> Consigne 1
Modifiez le passage de l'extrait sur le commandant Frère allant de « Fin d’année 1916 : au » à « du général Nivelle. » en y remplaçant « futurs chefs de bataillon » par « futurs chefs de compagnie ».

Fin d’année 1916 : au 2e Bataillon du 1er régiment d’infanterie à Vedenay près du camp de Châlons

 

Le général Guillaumat profit du repos du 1er corps d’armée pour confier au commandant Frère un cours de formation des futurs chefs de bataillon. Ses élèves sont d’ailleurs étonnés par l’âge de l’instructeur. Il a mené cette instruction sur le terrain le matin et terminait les journées par la conférence de l’après-midi. A partir du 21 janvier 1917, le 1er Corps est transporté sur le front qui s’étend de l’Oise à Arras, dans le cadre de la préparation de l’offensive du général Nivelle.

 

16 mars 1917 : chef de corps du 6e bataillon de chasseurs à pied

 

Le 16 mars 1917, le commandant Frère est nommé chef de corps du 6e bataillon de chasseurs à pied qui appartenait à la 66e division commandée par le général Lacapelle. Dès son arrivée il donne une impulsion nouvelle à l’instruction et introduit la méthode Hébert pour l’éducation physique. Le 16 avril 1917 l’offensive Nivelle est lancée mais les attaques de rupture ne progressent pas. Le 6e B.C.P. arrive au bois de Beaumarais où il découvre les premiers tanks Schneider. Le secteur n’est pas préparé pour une attaque. Le 17 avril 1917 le 6e B.C.P. attaque dans un bel élan. Mais les chasseurs sont reçus par les nombreuses mitrailleuses allemandes et part de forts barrages d’artillerie. L’attaque est un échec. Après avoir subi de nombreuses pertes, le bataillon est mis au repos et le 19 mai 1917 il reçoit la garde du Drapeau des Chasseurs.

 

3 juin 1917 : au 6e bataillon de chasseurs à pied à Craonne

 

Le 3 juin 1917 le 6e B.C.P. est à nouveau en ligne au nord de Craonne. Le secteur subissant une forte pression ennemie, le commandant Frère est partout et ordonne le renforcement des positions. Les chasseurs travaillaient sans relâche malgré les bombardements ennemis. Il fait pousser les roulantes au plus près pour que les hommes puissent manger chaud. Le bataillon est relevé le 17 juin 1917 et mis au repos. Il a été en effet désigné pour participer à la revue du 14 juillet 1917 à Paris. Il remonte en ligne le 25 juillet 1917 et reprend sa place. Le 30 juillet 1917 le commandant Frère réunit ses commandants de compagnie pour l’attaque de la tranchée dite de « la Gargousse », située sur le Chemin des Dames. L’attaque réussie pleinement et le bataillon sera le seul à posséder un poste sur la crête du Chemin des Dames. Mais il est à nouveau délogé le 10 août 1917 par une violente attaque ennemie. Mais la réaction du bataillon n’est pas longue à se produire pour en chasser l’ennemi, ce qui vaudra au 6e bataillon de chasseurs à pied la citation suivante : « Sous la direction du chef de bataillon Frère, a résisté victorieusement à une violente attaque, puis a contre-attaqué avec un entrain magnifique, infligeant de fortes pertes ».

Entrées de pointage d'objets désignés
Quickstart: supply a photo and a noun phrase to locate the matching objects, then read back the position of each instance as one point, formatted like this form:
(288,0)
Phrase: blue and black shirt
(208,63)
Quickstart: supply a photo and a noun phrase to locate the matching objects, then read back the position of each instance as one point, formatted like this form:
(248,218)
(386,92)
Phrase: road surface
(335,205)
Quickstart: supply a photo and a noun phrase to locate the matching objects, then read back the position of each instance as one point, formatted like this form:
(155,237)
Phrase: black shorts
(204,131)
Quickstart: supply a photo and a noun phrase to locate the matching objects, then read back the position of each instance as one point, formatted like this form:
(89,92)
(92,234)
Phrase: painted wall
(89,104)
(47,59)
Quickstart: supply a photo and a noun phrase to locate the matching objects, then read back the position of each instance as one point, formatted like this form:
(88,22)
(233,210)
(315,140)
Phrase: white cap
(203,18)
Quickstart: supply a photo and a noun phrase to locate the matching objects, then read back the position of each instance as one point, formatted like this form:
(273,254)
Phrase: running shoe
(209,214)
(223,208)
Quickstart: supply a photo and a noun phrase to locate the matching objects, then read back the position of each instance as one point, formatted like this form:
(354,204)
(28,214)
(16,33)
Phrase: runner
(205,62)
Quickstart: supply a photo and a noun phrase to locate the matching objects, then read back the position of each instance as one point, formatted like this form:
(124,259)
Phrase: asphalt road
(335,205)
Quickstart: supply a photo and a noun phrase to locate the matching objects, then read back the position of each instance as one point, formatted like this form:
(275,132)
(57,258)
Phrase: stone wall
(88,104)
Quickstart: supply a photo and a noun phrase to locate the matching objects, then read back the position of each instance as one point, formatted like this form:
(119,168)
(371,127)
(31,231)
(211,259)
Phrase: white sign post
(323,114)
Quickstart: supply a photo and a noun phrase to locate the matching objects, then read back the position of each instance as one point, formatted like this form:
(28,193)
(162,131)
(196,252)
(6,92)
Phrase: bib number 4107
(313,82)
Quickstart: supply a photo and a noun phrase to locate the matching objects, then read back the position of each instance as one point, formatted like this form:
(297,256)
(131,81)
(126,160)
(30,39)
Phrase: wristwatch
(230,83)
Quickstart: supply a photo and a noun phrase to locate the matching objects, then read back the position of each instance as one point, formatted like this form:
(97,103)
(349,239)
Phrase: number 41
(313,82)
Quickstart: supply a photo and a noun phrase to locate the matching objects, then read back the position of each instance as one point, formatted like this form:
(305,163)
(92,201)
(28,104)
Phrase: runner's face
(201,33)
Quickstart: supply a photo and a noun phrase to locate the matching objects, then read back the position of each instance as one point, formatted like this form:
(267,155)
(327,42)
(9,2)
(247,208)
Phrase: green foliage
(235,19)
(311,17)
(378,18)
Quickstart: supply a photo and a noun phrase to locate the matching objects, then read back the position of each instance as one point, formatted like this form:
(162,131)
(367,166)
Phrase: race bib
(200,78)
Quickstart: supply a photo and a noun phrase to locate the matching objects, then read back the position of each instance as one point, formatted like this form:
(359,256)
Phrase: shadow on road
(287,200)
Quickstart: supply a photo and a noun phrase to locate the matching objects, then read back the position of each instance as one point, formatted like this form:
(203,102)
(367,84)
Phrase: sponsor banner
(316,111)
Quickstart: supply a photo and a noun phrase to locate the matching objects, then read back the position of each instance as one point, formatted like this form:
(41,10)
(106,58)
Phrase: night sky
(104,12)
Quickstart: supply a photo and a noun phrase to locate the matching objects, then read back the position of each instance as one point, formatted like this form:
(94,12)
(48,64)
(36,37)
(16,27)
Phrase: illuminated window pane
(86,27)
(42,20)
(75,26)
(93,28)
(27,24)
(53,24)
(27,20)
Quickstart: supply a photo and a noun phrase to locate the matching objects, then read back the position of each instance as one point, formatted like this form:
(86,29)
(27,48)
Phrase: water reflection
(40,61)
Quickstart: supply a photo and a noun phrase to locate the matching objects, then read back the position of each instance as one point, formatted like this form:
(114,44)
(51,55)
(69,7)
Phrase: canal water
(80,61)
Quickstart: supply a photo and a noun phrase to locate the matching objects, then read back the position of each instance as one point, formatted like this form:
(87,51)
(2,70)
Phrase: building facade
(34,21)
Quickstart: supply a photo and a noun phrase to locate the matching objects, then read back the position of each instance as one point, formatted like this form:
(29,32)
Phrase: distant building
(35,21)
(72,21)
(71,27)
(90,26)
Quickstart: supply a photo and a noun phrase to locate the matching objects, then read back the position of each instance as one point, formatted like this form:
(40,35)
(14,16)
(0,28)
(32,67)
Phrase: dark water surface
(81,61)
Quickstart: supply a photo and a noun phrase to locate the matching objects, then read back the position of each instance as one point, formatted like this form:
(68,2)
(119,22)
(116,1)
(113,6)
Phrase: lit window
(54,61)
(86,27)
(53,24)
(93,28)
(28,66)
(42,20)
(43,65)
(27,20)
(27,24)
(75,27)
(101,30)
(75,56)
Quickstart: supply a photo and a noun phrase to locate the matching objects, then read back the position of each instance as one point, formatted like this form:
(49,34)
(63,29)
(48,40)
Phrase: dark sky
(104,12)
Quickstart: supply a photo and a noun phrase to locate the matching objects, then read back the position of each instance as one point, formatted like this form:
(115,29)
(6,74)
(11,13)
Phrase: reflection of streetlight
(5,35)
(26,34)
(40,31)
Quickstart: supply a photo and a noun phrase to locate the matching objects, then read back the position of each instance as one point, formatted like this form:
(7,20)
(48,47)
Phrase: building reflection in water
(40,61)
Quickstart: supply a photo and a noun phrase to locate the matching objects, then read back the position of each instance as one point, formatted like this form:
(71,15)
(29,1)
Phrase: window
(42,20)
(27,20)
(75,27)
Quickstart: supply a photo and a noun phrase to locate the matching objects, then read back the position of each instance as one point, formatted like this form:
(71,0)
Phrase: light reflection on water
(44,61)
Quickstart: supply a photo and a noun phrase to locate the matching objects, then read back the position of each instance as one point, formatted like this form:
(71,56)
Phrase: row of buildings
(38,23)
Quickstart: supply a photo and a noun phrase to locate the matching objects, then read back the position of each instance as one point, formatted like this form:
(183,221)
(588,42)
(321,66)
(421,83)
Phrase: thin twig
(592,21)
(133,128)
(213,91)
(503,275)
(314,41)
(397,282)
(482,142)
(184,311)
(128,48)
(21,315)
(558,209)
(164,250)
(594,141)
--
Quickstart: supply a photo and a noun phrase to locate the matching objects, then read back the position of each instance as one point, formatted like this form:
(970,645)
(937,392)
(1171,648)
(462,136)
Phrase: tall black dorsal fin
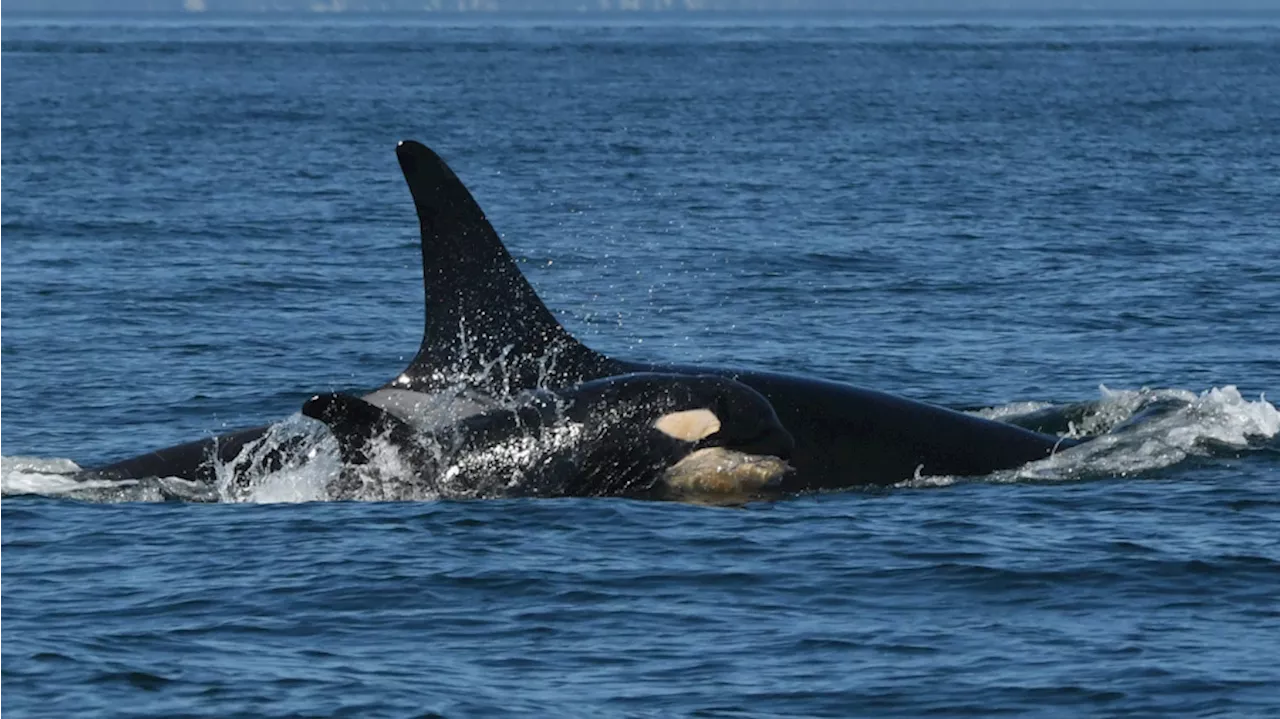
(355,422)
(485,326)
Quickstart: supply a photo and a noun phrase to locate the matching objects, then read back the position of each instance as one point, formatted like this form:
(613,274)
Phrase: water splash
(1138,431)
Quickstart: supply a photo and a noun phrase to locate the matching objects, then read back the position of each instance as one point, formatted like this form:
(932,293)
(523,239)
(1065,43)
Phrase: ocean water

> Consigne 2
Relevez chaque ligne des entrées qui contient la chaîne « wall », en tenant compte de la casse.

> Réponse complète 1
Fin d’année 1916 : au 2e Bataillon du 1er régiment d’infanterie à Vedenay près du camp de Châlons

 

Le général Guillaumat profit du repos du 1er corps d’armée pour confier au commandant Frère un cours de formation des futurs chefs de compagnie. Ses élèves sont d’ailleurs étonnés par l’âge de l’instructeur. Il a mené cette instruction sur le terrain le matin et terminait les journées par la conférence de l’après-midi. A partir du 21 janvier 1917, le 1er Corps est transporté sur le front qui s’étend de l’Oise à Arras, dans le cadre de la préparation de l’offensive du général Nivelle.

> Réponse complète 2
Phrase: painted wall
Phrase: stone wall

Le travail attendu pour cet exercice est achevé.